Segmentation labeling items
——
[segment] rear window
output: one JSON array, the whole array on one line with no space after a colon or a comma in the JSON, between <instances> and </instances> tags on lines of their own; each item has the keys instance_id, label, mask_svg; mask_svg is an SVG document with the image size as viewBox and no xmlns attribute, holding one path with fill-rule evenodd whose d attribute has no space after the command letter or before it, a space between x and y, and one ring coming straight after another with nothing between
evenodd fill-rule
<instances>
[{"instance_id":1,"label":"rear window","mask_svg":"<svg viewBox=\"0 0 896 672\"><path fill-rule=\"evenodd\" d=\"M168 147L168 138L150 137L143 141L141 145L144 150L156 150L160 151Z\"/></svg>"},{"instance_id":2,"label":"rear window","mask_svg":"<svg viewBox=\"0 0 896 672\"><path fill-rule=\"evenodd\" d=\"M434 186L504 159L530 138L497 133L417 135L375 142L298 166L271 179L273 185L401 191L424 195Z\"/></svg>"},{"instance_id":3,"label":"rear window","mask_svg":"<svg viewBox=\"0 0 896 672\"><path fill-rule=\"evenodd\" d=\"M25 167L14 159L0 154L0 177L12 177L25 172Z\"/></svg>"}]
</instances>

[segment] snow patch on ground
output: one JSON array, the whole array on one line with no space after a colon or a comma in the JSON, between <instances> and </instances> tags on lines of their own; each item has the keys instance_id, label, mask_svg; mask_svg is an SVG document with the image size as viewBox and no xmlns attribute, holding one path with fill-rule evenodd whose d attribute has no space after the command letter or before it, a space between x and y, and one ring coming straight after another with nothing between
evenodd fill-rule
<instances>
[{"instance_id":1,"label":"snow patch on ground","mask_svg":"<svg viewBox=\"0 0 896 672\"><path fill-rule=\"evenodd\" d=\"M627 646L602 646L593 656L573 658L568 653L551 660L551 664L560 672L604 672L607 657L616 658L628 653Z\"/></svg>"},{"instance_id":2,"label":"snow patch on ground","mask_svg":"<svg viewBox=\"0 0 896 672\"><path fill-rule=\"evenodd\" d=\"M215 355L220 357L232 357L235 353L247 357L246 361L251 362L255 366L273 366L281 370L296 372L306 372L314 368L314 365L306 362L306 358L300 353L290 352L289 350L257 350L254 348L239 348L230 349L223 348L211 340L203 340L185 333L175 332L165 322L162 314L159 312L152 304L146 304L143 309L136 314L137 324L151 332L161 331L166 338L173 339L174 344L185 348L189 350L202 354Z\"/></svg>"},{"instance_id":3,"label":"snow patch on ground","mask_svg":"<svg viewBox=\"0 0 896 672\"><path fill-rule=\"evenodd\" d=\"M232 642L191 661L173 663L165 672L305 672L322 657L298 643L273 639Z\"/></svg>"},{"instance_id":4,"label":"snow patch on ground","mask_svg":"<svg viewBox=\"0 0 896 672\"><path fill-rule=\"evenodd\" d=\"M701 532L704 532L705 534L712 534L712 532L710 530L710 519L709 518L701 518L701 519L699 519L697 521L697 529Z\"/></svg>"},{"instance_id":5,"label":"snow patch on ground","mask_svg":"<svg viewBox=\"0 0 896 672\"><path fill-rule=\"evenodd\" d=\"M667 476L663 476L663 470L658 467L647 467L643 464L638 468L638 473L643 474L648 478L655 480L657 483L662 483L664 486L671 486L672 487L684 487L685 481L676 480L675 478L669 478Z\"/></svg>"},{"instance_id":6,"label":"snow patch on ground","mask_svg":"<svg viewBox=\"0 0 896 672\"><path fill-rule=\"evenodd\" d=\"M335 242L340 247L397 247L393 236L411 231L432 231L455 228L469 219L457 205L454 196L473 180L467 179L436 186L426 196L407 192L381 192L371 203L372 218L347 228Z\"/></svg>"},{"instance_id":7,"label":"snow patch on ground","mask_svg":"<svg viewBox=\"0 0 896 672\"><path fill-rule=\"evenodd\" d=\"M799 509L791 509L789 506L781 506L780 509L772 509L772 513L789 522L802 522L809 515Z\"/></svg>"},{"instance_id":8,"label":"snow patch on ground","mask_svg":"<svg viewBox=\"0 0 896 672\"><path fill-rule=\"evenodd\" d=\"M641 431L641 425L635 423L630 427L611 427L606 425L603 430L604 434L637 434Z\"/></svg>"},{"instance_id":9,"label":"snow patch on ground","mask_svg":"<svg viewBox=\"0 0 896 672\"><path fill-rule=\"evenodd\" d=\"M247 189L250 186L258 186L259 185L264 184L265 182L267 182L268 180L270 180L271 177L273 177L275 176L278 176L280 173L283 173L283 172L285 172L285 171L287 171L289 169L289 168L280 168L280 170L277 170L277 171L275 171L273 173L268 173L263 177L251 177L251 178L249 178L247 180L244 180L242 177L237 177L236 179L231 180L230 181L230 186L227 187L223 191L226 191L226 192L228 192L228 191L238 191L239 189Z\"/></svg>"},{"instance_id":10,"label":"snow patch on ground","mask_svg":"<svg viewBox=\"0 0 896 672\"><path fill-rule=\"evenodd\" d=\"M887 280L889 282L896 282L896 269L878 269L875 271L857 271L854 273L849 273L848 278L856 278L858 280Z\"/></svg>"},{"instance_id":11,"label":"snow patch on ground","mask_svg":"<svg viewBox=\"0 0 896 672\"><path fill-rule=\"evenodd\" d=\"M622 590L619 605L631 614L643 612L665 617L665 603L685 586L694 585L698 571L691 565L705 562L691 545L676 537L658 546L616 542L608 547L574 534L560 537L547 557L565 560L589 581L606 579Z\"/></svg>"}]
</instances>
——
(Your task)
Reproduce all the records precisely.

(Solution for this problem)
[segment] rear window
output: one JSON array, the whole array on one line with no space after a colon or a comma in the JSON, between <instances> and </instances> tags on lines of their own; each item has the keys instance_id, label, mask_svg; mask_svg is an SVG document with the image size as viewBox and no xmlns attribute, holding one path with fill-rule evenodd whose d attribute has no space after the command letter or before it, a space between x and y, and one ring coming straight after another with nothing between
evenodd fill-rule
<instances>
[{"instance_id":1,"label":"rear window","mask_svg":"<svg viewBox=\"0 0 896 672\"><path fill-rule=\"evenodd\" d=\"M168 147L168 138L150 137L143 141L141 145L144 150L156 150L160 151Z\"/></svg>"},{"instance_id":2,"label":"rear window","mask_svg":"<svg viewBox=\"0 0 896 672\"><path fill-rule=\"evenodd\" d=\"M434 186L504 159L530 138L497 133L417 135L375 142L298 166L271 179L273 185L401 191L424 195Z\"/></svg>"},{"instance_id":3,"label":"rear window","mask_svg":"<svg viewBox=\"0 0 896 672\"><path fill-rule=\"evenodd\" d=\"M25 167L14 159L0 154L0 177L12 177L25 172Z\"/></svg>"}]
</instances>

[segment] snow patch on ground
output: one JSON array, the whole array on one line with no space after a colon or a comma in the JSON, between <instances> and </instances> tags on lines of their own; each item has the keys instance_id, label, mask_svg; mask_svg is an SVG document with the image size as viewBox and no xmlns attribute, holding one path with fill-rule evenodd whose d attribute has no space after the command letter or before it, a space between x and y, and one ring coming straight after another with nothing between
evenodd fill-rule
<instances>
[{"instance_id":1,"label":"snow patch on ground","mask_svg":"<svg viewBox=\"0 0 896 672\"><path fill-rule=\"evenodd\" d=\"M627 646L602 646L593 656L573 658L568 653L551 660L551 664L560 672L604 672L607 657L616 658L628 653Z\"/></svg>"},{"instance_id":2,"label":"snow patch on ground","mask_svg":"<svg viewBox=\"0 0 896 672\"><path fill-rule=\"evenodd\" d=\"M215 355L220 357L232 357L235 353L247 357L246 361L251 362L255 366L273 366L281 370L296 372L306 372L314 368L314 365L306 362L306 358L300 353L290 352L289 350L257 350L254 348L239 348L230 349L223 348L211 340L203 340L185 333L175 332L165 322L162 314L159 312L152 304L146 304L143 309L136 314L137 324L151 332L161 331L166 338L173 339L174 344L185 348L189 350L202 354Z\"/></svg>"},{"instance_id":3,"label":"snow patch on ground","mask_svg":"<svg viewBox=\"0 0 896 672\"><path fill-rule=\"evenodd\" d=\"M232 642L191 661L173 663L165 672L305 672L322 657L298 643L273 639Z\"/></svg>"},{"instance_id":4,"label":"snow patch on ground","mask_svg":"<svg viewBox=\"0 0 896 672\"><path fill-rule=\"evenodd\" d=\"M701 532L704 532L705 534L712 534L712 532L710 530L710 519L709 518L701 518L701 519L699 519L697 521L697 529Z\"/></svg>"},{"instance_id":5,"label":"snow patch on ground","mask_svg":"<svg viewBox=\"0 0 896 672\"><path fill-rule=\"evenodd\" d=\"M667 476L663 476L663 470L658 467L647 467L643 464L638 468L638 473L643 474L648 478L655 480L657 483L662 483L664 486L671 486L672 487L684 487L685 481L676 480L675 478L669 478Z\"/></svg>"},{"instance_id":6,"label":"snow patch on ground","mask_svg":"<svg viewBox=\"0 0 896 672\"><path fill-rule=\"evenodd\" d=\"M335 242L340 247L397 247L393 236L411 231L432 231L455 228L469 219L457 205L454 196L473 180L467 179L436 186L426 196L407 192L381 192L371 203L372 218L347 228Z\"/></svg>"},{"instance_id":7,"label":"snow patch on ground","mask_svg":"<svg viewBox=\"0 0 896 672\"><path fill-rule=\"evenodd\" d=\"M799 509L791 509L789 506L781 506L780 509L772 509L772 513L789 522L802 522L809 515Z\"/></svg>"},{"instance_id":8,"label":"snow patch on ground","mask_svg":"<svg viewBox=\"0 0 896 672\"><path fill-rule=\"evenodd\" d=\"M641 431L641 425L635 423L630 427L611 427L606 425L603 430L604 434L637 434Z\"/></svg>"},{"instance_id":9,"label":"snow patch on ground","mask_svg":"<svg viewBox=\"0 0 896 672\"><path fill-rule=\"evenodd\" d=\"M247 189L250 186L258 186L259 185L264 184L265 182L267 182L268 180L270 180L271 177L273 177L275 176L278 176L280 173L283 173L283 172L285 172L285 171L287 171L289 169L289 168L280 168L280 170L277 170L277 171L275 171L273 173L268 173L263 177L251 177L251 178L249 178L247 180L244 180L242 177L237 177L236 179L231 180L230 181L230 186L227 187L223 191L226 191L226 192L228 192L228 191L238 191L239 189Z\"/></svg>"},{"instance_id":10,"label":"snow patch on ground","mask_svg":"<svg viewBox=\"0 0 896 672\"><path fill-rule=\"evenodd\" d=\"M887 280L889 282L896 282L896 269L878 269L875 271L857 271L854 273L849 273L848 278L856 278L858 280Z\"/></svg>"},{"instance_id":11,"label":"snow patch on ground","mask_svg":"<svg viewBox=\"0 0 896 672\"><path fill-rule=\"evenodd\" d=\"M622 590L619 605L631 614L643 612L665 617L665 603L685 586L694 585L698 571L691 565L705 562L691 545L676 537L658 546L616 542L608 547L574 534L560 537L547 557L565 560L589 581L606 579Z\"/></svg>"}]
</instances>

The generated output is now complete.